Given instruction:
Copy out the material word for word, starting at the line that contains "Can you find the yellow" and ending at its final line, and leave the pictures out of your answer.

Provided records:

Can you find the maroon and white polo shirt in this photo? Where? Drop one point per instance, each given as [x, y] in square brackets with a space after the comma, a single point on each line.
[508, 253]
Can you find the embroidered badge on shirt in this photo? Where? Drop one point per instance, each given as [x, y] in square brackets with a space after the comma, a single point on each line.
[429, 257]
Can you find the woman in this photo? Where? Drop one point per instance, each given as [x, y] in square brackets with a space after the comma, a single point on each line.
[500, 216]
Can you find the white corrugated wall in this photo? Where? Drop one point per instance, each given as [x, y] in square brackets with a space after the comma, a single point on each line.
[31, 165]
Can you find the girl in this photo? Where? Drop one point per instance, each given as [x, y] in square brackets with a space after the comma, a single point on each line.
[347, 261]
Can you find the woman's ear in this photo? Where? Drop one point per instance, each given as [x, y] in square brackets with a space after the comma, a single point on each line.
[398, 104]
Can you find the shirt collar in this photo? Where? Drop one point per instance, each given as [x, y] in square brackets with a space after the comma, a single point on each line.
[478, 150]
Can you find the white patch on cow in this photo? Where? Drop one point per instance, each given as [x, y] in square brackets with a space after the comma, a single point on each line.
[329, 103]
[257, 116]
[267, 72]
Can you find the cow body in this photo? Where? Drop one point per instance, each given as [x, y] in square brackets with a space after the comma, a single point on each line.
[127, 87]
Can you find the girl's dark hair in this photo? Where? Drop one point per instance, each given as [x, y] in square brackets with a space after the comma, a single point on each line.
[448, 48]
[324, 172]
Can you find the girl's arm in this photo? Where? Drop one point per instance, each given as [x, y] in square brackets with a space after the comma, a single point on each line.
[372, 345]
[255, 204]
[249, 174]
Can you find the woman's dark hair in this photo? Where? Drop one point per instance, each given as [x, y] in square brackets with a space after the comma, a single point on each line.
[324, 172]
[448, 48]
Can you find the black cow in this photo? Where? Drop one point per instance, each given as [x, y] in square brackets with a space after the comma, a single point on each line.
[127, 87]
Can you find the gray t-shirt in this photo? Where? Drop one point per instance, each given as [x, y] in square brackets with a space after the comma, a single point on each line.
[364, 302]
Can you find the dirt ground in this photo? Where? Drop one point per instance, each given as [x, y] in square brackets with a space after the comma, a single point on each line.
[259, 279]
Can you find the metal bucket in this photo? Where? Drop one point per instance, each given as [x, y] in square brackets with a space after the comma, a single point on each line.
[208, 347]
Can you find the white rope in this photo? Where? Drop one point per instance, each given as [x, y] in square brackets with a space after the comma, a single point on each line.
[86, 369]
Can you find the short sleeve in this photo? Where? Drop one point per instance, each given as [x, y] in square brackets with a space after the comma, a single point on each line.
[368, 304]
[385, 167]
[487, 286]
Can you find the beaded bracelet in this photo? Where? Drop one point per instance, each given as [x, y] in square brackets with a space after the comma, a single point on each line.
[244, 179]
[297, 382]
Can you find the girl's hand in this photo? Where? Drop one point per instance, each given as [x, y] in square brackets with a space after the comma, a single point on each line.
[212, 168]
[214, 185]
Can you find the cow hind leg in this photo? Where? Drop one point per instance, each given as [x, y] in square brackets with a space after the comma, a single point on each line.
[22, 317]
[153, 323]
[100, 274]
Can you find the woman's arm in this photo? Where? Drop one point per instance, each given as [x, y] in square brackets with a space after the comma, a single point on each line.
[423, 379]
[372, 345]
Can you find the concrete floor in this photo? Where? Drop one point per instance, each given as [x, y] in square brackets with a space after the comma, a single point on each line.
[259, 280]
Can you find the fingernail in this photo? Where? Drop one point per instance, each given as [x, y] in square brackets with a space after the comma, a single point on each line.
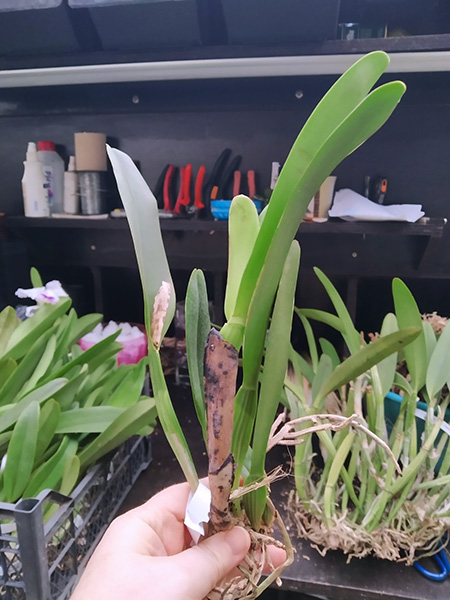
[238, 539]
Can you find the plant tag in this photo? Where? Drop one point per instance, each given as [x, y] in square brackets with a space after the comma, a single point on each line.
[197, 511]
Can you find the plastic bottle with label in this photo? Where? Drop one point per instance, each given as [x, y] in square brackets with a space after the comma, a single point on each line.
[34, 190]
[54, 174]
[71, 198]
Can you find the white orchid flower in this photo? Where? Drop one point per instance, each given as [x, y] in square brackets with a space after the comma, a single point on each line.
[50, 293]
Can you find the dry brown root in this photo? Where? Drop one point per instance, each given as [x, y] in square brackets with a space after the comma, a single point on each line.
[411, 536]
[246, 586]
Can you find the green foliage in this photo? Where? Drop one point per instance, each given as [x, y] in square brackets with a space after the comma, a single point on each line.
[360, 384]
[262, 279]
[49, 432]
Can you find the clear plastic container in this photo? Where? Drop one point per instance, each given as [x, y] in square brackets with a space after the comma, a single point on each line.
[54, 174]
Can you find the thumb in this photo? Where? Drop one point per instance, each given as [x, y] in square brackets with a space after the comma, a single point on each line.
[202, 567]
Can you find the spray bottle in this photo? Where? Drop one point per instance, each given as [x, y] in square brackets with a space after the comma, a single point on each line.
[35, 193]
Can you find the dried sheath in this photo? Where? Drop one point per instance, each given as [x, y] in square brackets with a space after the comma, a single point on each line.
[221, 364]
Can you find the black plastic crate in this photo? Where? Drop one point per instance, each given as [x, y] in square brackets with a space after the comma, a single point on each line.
[43, 560]
[36, 27]
[280, 21]
[141, 24]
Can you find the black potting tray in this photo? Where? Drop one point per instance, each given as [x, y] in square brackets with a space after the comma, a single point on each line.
[43, 560]
[311, 575]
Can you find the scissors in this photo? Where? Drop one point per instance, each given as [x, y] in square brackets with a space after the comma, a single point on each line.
[442, 563]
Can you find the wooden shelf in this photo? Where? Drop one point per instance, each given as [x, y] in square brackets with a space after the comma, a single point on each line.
[427, 226]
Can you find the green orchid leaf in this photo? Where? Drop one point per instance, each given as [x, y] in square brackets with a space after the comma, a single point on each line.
[42, 367]
[70, 475]
[49, 474]
[350, 334]
[94, 419]
[328, 349]
[243, 228]
[21, 451]
[66, 395]
[38, 395]
[82, 326]
[143, 218]
[17, 384]
[301, 366]
[275, 366]
[321, 316]
[197, 326]
[7, 368]
[48, 421]
[305, 170]
[93, 356]
[124, 426]
[130, 388]
[439, 366]
[36, 279]
[367, 357]
[8, 323]
[30, 330]
[386, 368]
[408, 315]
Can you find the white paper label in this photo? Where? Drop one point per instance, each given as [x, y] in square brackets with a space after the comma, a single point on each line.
[197, 511]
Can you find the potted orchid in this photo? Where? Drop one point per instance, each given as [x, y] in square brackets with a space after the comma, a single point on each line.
[237, 421]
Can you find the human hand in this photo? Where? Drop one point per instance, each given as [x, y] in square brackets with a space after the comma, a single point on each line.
[145, 554]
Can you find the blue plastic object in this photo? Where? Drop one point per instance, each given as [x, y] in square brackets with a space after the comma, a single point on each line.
[220, 209]
[441, 561]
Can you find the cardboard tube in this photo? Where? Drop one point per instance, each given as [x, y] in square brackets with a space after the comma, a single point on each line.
[90, 151]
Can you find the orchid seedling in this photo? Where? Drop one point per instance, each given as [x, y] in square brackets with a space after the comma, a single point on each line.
[262, 277]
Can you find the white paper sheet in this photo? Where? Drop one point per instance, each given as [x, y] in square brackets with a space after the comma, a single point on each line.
[197, 511]
[351, 206]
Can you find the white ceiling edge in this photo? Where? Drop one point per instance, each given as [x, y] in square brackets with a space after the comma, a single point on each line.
[270, 66]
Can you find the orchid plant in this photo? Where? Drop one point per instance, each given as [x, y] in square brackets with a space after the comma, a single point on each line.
[262, 277]
[61, 409]
[390, 500]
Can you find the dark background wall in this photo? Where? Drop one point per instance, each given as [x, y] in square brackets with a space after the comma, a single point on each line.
[182, 122]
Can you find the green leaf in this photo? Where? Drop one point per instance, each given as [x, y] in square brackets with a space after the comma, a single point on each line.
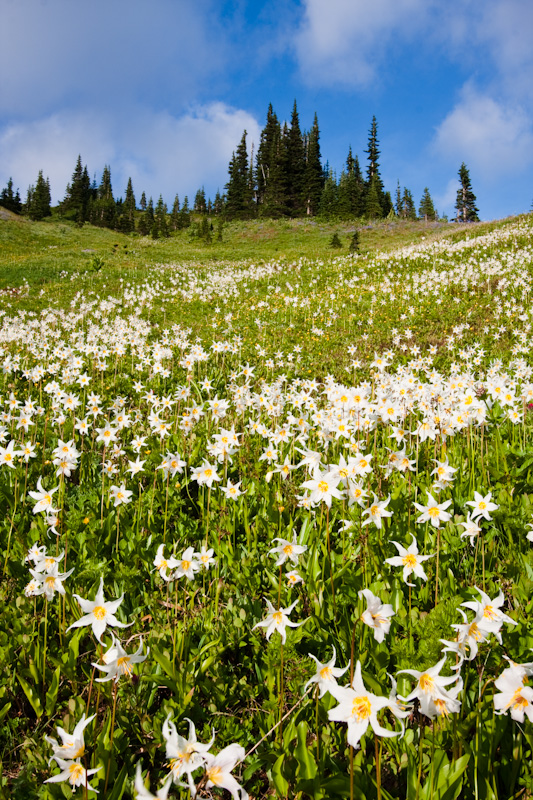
[304, 757]
[32, 696]
[51, 695]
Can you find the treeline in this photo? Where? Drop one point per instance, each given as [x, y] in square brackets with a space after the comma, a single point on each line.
[285, 178]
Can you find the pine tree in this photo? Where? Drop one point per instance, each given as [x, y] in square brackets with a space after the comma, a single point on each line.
[373, 182]
[313, 175]
[408, 205]
[77, 198]
[239, 191]
[38, 199]
[426, 209]
[466, 199]
[329, 201]
[268, 143]
[200, 206]
[160, 218]
[103, 210]
[373, 207]
[295, 166]
[9, 200]
[174, 214]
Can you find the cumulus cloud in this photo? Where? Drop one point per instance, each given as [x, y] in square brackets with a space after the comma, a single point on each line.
[163, 154]
[494, 136]
[57, 53]
[343, 41]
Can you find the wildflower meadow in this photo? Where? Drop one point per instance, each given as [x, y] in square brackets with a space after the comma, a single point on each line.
[266, 525]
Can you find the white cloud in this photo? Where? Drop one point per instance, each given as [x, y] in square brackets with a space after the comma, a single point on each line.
[495, 137]
[344, 41]
[58, 53]
[162, 154]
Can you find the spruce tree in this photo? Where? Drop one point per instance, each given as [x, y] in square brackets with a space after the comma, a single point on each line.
[270, 136]
[373, 207]
[466, 199]
[426, 209]
[77, 198]
[313, 175]
[38, 199]
[174, 214]
[239, 191]
[295, 166]
[160, 218]
[374, 183]
[103, 210]
[200, 205]
[9, 200]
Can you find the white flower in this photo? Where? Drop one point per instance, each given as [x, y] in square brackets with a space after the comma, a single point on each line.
[377, 614]
[325, 674]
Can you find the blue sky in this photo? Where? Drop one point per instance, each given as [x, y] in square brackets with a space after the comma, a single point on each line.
[162, 91]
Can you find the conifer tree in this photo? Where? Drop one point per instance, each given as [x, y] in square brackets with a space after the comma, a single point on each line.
[465, 203]
[174, 214]
[268, 143]
[295, 166]
[103, 211]
[373, 207]
[313, 174]
[160, 218]
[10, 200]
[239, 191]
[77, 198]
[200, 206]
[374, 183]
[426, 209]
[38, 199]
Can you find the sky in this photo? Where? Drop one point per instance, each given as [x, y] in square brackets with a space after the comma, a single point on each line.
[162, 91]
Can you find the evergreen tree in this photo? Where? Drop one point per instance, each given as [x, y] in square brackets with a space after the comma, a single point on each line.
[200, 205]
[218, 204]
[9, 200]
[373, 177]
[313, 175]
[77, 198]
[295, 166]
[408, 210]
[239, 191]
[174, 214]
[103, 210]
[426, 209]
[398, 202]
[160, 218]
[329, 201]
[466, 199]
[146, 222]
[373, 207]
[275, 198]
[38, 199]
[268, 144]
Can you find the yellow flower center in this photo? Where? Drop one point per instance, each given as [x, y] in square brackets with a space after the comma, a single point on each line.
[76, 773]
[124, 663]
[215, 775]
[361, 708]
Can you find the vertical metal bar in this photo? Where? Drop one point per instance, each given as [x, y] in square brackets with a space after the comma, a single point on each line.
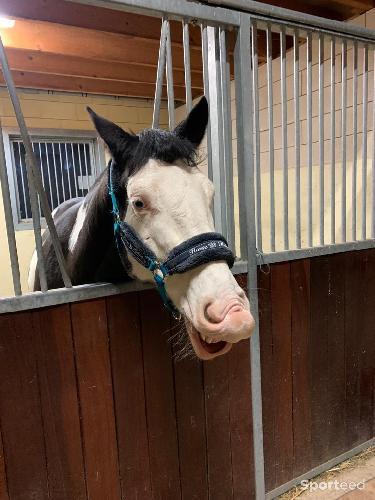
[160, 74]
[11, 236]
[364, 141]
[258, 183]
[35, 182]
[23, 181]
[333, 141]
[284, 134]
[216, 128]
[186, 42]
[68, 169]
[321, 136]
[343, 136]
[355, 141]
[297, 135]
[227, 165]
[55, 169]
[244, 123]
[373, 156]
[309, 138]
[169, 73]
[206, 93]
[270, 135]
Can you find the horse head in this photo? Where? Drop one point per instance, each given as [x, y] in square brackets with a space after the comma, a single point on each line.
[167, 200]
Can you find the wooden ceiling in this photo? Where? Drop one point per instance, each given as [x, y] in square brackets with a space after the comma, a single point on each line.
[59, 45]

Complete response:
Can you find the yellow flower center in this photo? Where? Drop one point per instance, each given as [x, y] in square brackets with a space after the comma, a single point on each line.
[76, 773]
[124, 663]
[215, 775]
[361, 708]
Can you find the vertical metal bar in this photo? Where? Drop one point per instance, each given as [x, y] in square brackets with a space after the comma, a single point on each line.
[160, 74]
[11, 236]
[364, 141]
[258, 183]
[35, 182]
[23, 181]
[333, 141]
[284, 134]
[216, 128]
[186, 42]
[68, 169]
[321, 136]
[343, 136]
[355, 141]
[297, 135]
[227, 165]
[55, 169]
[244, 123]
[373, 156]
[309, 138]
[169, 73]
[206, 93]
[270, 135]
Can you find the horse head in this photo? Where? Drop one point per instance, each given as [x, y] in square brackets with a space after the comma, a single point on each line.
[167, 200]
Can you find the wooden ceiling in this photo? Where? Drop one point per instance, each given as [x, y] in square brackets with a space after the comma, a single point on each line.
[59, 45]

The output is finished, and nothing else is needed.